(Point annotation dataset records)
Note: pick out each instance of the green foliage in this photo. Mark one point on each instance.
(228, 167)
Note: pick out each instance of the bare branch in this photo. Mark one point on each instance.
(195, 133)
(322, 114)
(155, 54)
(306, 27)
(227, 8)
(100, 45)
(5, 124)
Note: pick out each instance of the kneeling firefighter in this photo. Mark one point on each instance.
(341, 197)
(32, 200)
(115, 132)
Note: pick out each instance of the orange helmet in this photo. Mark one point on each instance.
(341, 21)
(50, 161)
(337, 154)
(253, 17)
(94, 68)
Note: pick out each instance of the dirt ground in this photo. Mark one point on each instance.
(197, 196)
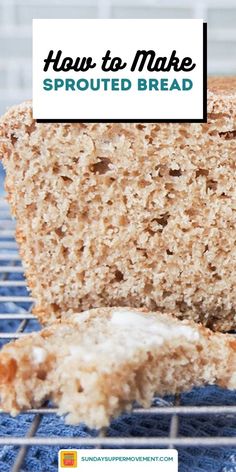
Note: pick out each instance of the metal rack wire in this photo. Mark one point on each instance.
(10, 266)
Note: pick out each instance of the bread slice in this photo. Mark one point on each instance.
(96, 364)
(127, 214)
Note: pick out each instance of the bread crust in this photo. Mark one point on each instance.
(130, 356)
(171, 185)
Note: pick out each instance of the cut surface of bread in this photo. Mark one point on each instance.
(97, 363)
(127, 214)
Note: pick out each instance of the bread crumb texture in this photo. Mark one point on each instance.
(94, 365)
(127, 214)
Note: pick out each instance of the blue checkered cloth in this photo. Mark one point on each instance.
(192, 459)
...
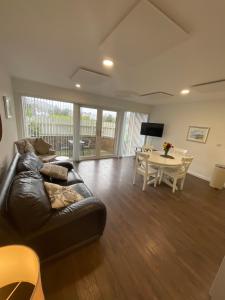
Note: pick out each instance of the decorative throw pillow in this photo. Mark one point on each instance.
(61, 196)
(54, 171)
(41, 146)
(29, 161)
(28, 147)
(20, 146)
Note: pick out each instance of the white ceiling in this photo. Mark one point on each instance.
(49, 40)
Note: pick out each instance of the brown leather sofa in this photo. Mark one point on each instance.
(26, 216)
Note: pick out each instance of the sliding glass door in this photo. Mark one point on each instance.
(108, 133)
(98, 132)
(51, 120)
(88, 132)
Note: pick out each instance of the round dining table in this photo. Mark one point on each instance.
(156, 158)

- _DIRECTIONS_:
Pull out each line of the records that contains the word "bread".

- _THE RESPONSE_:
Note: pick out each instance of the bread slice in this photo. Mark one point on each instance.
Note: pick out each instance of the bread crust in this photo. Mark one point on each instance.
Note: pick out each instance of the cut surface of bread in this photo. Mark one point on each instance.
Note: pick out each instance of the bread crumb texture in this photo. Mark one point on each instance.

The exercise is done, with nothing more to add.